> **Lesetext**
======

Die Kosten für die Überprüfung dieser Gegenleistungen des betragen jährlich 
nach Schätzungen von Lena Lavinas 25 Milliarden Real, während das Programm 
selbst im Jahr nur 5 Milliarden Real kostet. Bis jetzt haben mehr als 5 
Millionen arme Familien in ganz Brasilien diese 
»Familienunterstützungskarte« erhalten.

Die Familienunterstützungskarte hat einige positive Auswirkungen gehabt, 
vor allem die Verbesserung der Ernährung. Schwierigkeiten gibt es jedoch 
bei der Auswahl der Leistungsbeziehenden und ihrer Zahl in den Städten. Da 
in Brasilien über die Hälfte der Erwerbstätigen im informellen 
Wirtschaftssektor beschäftigt ist, sind eine Überprüfung des Einkommens und 
eine allgemeine Bedürftigkeitsprüfung nur sehr schwer durchführbar.

Bedarf an finanzieller Unterstützung haben weit mehr Familien als die im 
Programm »Fome Zero« vorgesehenen, sodass die Auswahl nie ganz korrekt 
durchgeführt werden kann. Deshalb kritisieren Menschenrechtsorganisationen 
wie bspw. FIAN (FoodFirst Information and Action Network), dieses Programm 
erfülle nicht die Kriterien internationaler Vereinbarungen wie das 
Menschenrecht auf Nahrung.

FIAN empfiehlt für die künftige Gestaltung des Programms den schnellen 
Übergang von der Familienunterstützungskarte zum Grundeinkommen, weil 
dadurch das Risiko drastisch gemindert werde, dass bedürfige Menschen von 
ihm ausgeschlossen würden. Zudem knne nur auf diese Weise das Recht auf 
Nahrung tatsächlich eingeklagt werden, weil sich die Bedüftigen einfacher 
gegen Rechtsverletzungen zur Wehr setzen könnten.

======

> **Aufgabe**
Gib den Text über die Familienunterstützungskarte in Brasilien vollständig und unverändert wieder.

Gespeicherte Einträge
======

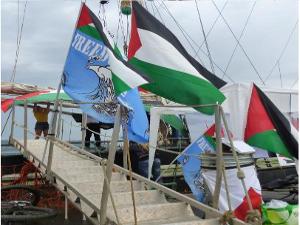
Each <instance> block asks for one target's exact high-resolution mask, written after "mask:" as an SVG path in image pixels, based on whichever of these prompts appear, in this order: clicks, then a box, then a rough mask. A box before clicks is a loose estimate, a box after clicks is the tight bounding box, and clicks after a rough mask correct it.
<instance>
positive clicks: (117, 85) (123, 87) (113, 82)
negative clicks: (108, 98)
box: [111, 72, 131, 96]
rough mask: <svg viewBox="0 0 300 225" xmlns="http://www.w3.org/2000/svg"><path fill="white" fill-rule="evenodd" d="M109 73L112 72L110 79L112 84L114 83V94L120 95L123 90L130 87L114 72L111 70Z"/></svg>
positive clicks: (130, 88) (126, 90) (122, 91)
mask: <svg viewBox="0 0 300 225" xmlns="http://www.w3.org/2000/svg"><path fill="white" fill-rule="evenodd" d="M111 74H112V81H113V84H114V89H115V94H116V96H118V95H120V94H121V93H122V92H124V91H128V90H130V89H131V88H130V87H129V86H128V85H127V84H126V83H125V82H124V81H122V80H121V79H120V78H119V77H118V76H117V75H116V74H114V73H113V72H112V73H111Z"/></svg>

======

> **Lösung**
Die Kosten für die Überprüfung dieser Gegenleistungen des betragen jährlich 
nach Schätzungen von Lena Lavinas 25 Milliarden Real, während das Programm 
selbst im Jahr nur 5 Milliarden Real kostet. Bis jetzt haben mehr als 5 
Millionen arme Familien in ganz Brasilien diese 
»Familienunterstützungskarte« erhalten.

Die Familienunterstützungskarte hat einige positive Auswirkungen gehabt, 
vor allem die Verbesserung der Ernährung. Schwierigkeiten gibt es jedoch 
bei der Auswahl der Leistungsbeziehenden und ihrer Zahl in den Städten. Da 
in Brasilien über die Hälfte der Erwerbstätigen im informellen 
Wirtschaftssektor beschäftigt ist, sind eine Überprüfung des Einkommens und 
eine allgemeine Bedürftigkeitsprüfung nur sehr schwer durchführbar.

Bedarf an finanzieller Unterstützung haben weit mehr Familien als die im 
Programm »Fome Zero« vorgesehenen, sodass die Auswahl nie ganz korrekt 
durchgeführt werden kann. Deshalb kritisieren Menschenrechtsorganisationen 
wie bspw. FIAN (FoodFirst Information and Action Network), dieses Programm 
erfülle nicht die Kriterien internationaler Vereinbarungen wie das 
Menschenrecht auf Nahrung.

FIAN empfiehlt für die künftige Gestaltung des Programms den schnellen 
Übergang von der Familienunterstützungskarte zum Grundeinkommen, weil 
dadurch das Risiko drastisch gemindert werde, dass bedürfige Menschen von 
ihm ausgeschlossen würden. Zudem knne nur auf diese Weise das Recht auf 
Nahrung tatsächlich eingeklagt werden, weil sich die Bedüftigen einfacher 
gegen Rechtsverletzungen zur Wehr setzen könnten.